Problem:
Copy each entry below verbatim. Skip the pictures.

Dataset entries
┄┄┄┄┄┄
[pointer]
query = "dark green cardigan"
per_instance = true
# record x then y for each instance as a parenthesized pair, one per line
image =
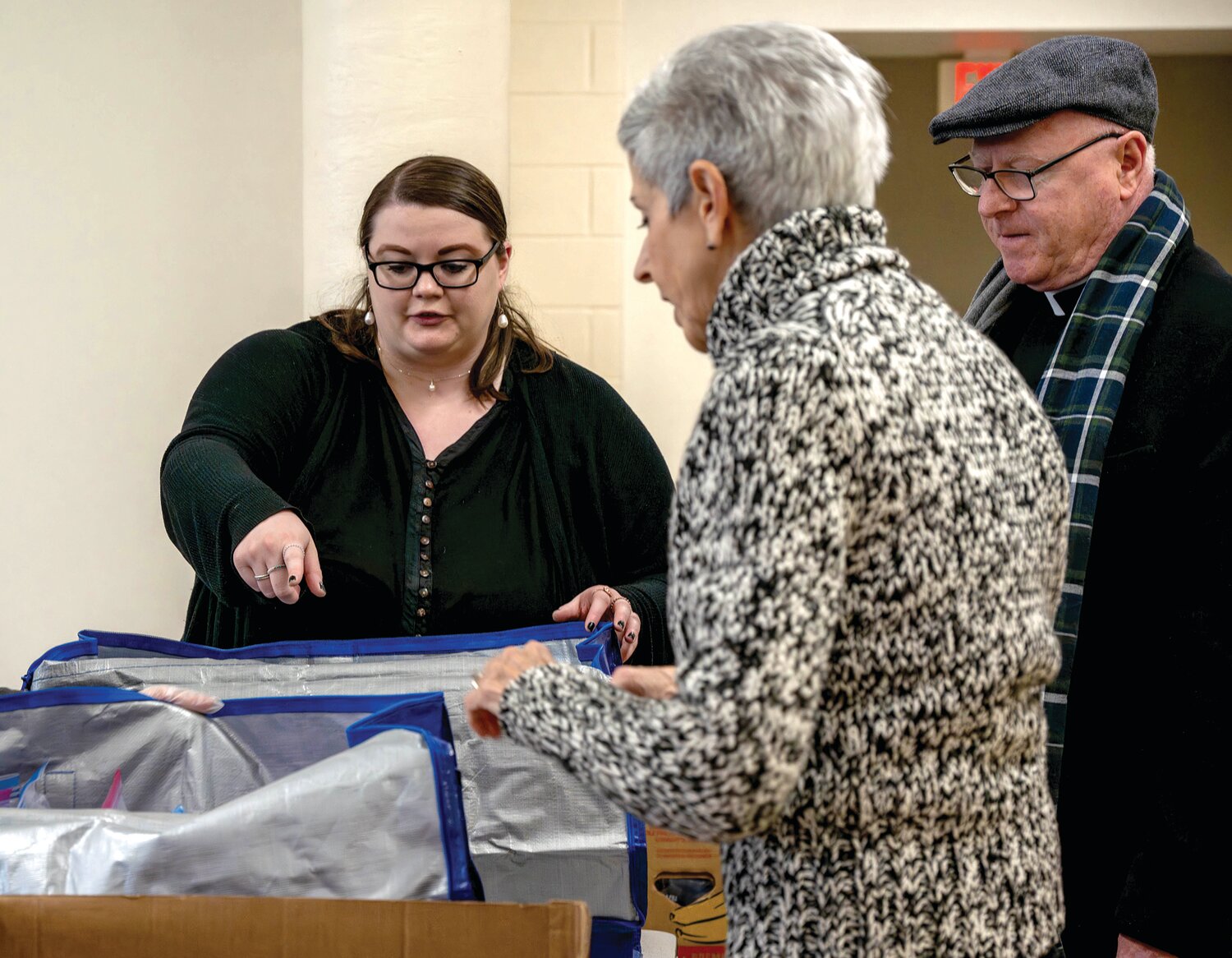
┄┄┄┄┄┄
Result below:
[pointer]
query = "dark green cardigan"
per_instance = true
# record x then y for each instance as a parenthesized pair, one per line
image =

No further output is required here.